---- EXTRAIT
Yves Mersch parle dans son éditorial d’un "tableau d’ensemble pour le moins maussade". Pour lui, cette tendance est confirmée par l’enquête de conjoncture de la BCL auprès des consommateurs, qui montre que "l’indicateur afférent s’est situé en août (2012, ndlr) à son niveau le plus bas depuis janvier 2010), mais aussi "par l’indicateur de sentiment économique calculé pour le Luxembourg par la Commission européenne", en recul depuis juillet 2012.

La BCL pense donc qu’une récession technique "paraît vraisemblable" pour le 1er semestre 2012, une telle récession technique étant "définie par une diminution du PIB au cours de deux trimestres consécutifs". Mais elle reste néanmoins prudente, car les statistiques peuvent encore être sujettes à des révisions, y compris à la hausse. Une des raisons est que le recul mesuré actuellement de l’activité économique au 1er trimestre 2012 "est en grande partie imputable au secteur des services financiers" dont la valeur ajoutée est difficile à estimer de manière précise.
--------
---- DONNÉES FOURNIES
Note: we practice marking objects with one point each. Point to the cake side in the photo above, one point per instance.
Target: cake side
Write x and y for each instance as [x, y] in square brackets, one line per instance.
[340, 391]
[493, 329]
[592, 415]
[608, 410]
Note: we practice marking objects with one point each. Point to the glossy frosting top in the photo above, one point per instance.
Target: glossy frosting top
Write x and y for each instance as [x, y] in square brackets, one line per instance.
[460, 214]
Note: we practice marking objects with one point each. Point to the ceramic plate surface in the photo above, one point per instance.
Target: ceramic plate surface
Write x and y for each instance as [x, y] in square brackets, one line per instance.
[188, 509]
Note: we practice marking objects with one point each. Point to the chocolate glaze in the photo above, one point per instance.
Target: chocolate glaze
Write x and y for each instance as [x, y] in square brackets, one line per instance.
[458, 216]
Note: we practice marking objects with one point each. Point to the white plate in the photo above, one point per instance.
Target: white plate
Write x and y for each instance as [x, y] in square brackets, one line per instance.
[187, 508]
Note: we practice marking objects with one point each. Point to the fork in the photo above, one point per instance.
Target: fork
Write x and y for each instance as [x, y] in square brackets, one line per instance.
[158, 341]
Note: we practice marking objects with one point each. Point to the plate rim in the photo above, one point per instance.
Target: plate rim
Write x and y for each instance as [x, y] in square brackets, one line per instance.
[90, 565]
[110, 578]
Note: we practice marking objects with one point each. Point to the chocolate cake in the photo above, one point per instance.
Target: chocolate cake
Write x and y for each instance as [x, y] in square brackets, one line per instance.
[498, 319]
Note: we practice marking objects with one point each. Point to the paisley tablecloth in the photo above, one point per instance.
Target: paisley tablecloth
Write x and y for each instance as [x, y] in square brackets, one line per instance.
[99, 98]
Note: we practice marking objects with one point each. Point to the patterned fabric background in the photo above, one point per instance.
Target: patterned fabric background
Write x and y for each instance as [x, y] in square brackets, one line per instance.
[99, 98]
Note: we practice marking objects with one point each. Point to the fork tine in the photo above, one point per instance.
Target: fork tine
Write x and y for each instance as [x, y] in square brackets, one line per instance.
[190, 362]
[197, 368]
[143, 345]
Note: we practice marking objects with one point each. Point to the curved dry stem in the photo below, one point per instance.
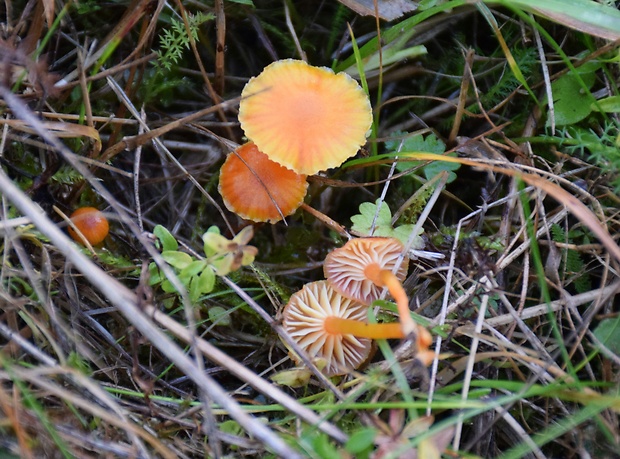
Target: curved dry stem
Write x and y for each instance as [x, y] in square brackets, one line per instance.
[338, 325]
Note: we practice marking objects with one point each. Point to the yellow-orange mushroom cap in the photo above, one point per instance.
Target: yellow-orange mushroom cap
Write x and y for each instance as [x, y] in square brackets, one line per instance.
[345, 267]
[304, 319]
[306, 118]
[258, 189]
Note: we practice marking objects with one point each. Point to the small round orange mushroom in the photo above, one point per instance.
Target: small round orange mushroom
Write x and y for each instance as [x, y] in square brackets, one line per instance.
[91, 223]
[258, 189]
[364, 266]
[332, 327]
[306, 118]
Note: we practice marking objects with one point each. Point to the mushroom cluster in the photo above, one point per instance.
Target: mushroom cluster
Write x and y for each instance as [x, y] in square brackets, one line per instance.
[300, 119]
[328, 318]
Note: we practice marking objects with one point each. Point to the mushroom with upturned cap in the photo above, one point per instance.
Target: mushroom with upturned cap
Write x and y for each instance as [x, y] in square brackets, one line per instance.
[362, 267]
[91, 224]
[303, 117]
[332, 327]
[258, 189]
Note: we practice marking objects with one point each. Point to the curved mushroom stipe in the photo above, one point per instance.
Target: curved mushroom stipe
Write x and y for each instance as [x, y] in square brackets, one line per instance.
[337, 325]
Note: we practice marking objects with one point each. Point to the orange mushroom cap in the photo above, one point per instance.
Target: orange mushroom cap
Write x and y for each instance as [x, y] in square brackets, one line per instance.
[304, 319]
[303, 117]
[346, 267]
[92, 224]
[258, 189]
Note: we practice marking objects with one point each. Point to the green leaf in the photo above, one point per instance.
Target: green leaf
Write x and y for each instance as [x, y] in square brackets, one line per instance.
[362, 223]
[609, 104]
[207, 280]
[608, 333]
[192, 269]
[418, 143]
[167, 240]
[177, 259]
[571, 103]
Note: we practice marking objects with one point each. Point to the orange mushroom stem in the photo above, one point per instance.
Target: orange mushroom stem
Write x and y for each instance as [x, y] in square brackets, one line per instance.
[385, 278]
[363, 267]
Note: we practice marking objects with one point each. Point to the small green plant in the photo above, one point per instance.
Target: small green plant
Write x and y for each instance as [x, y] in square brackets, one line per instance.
[222, 256]
[573, 265]
[368, 219]
[175, 40]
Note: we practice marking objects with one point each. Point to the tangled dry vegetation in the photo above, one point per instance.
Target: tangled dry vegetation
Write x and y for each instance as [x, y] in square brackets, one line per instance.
[132, 107]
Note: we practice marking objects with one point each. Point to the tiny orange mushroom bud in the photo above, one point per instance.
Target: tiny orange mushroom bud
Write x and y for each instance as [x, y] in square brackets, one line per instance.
[91, 223]
[306, 118]
[364, 266]
[332, 327]
[258, 189]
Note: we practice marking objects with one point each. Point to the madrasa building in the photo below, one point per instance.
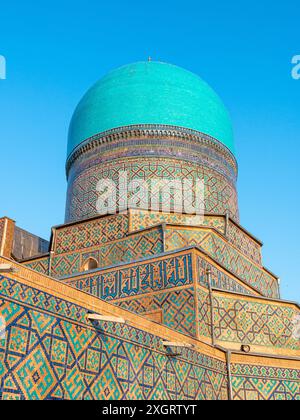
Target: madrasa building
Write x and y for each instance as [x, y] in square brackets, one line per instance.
[146, 302]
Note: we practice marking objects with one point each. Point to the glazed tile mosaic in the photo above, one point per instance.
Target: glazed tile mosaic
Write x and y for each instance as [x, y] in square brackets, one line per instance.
[249, 321]
[51, 353]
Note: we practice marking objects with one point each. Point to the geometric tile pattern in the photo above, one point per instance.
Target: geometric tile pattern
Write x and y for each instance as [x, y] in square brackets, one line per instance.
[91, 233]
[140, 278]
[204, 313]
[40, 265]
[244, 243]
[255, 276]
[265, 383]
[177, 308]
[140, 219]
[248, 321]
[220, 193]
[54, 354]
[2, 225]
[123, 250]
[219, 279]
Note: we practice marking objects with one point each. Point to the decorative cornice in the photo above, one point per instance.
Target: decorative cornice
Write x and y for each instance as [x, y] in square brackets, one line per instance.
[144, 131]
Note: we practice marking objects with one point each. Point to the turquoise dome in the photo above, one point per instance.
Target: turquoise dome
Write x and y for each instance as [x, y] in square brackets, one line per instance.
[150, 93]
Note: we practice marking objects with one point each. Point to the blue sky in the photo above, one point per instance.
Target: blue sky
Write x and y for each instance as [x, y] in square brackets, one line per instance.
[56, 50]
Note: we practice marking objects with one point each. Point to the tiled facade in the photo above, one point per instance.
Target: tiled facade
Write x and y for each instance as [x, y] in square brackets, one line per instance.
[183, 278]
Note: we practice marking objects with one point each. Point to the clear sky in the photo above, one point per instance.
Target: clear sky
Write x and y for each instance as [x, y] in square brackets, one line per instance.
[56, 50]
--------
• **CONSIGNES ÉCRITES**
1/ Reprenez l'extrait sur la conjoncture luxembourgeoise en commençant par "Yves Mersch parle" et en poursuivant jusqu'à "depuis juillet 2012.", puis renommez-y "maussade" en "morose".
2/ Relevez chaque ligne de la liste qui contient la chaîne "cluster", en tenant compte de la casse.
L'extrait et la liste ne présentent aucun lien entre eux.

• **CORRIGÉ DES CONSIGNES**
1/
Yves Mersch parle dans son éditorial d’un "tableau d’ensemble pour le moins morose". Pour lui, cette tendance est confirmée par l’enquête de conjoncture de la BCL auprès des consommateurs, qui montre que "l’indicateur afférent s’est situé en août (2012, ndlr) à son niveau le plus bas depuis janvier 2010), mais aussi "par l’indicateur de sentiment économique calculé pour le Luxembourg par la Commission européenne", en recul depuis juillet 2012.

2/
Note: we practice marking objects with one point each. Point to the mushroom cluster in the photo above, one point per instance.
Target: mushroom cluster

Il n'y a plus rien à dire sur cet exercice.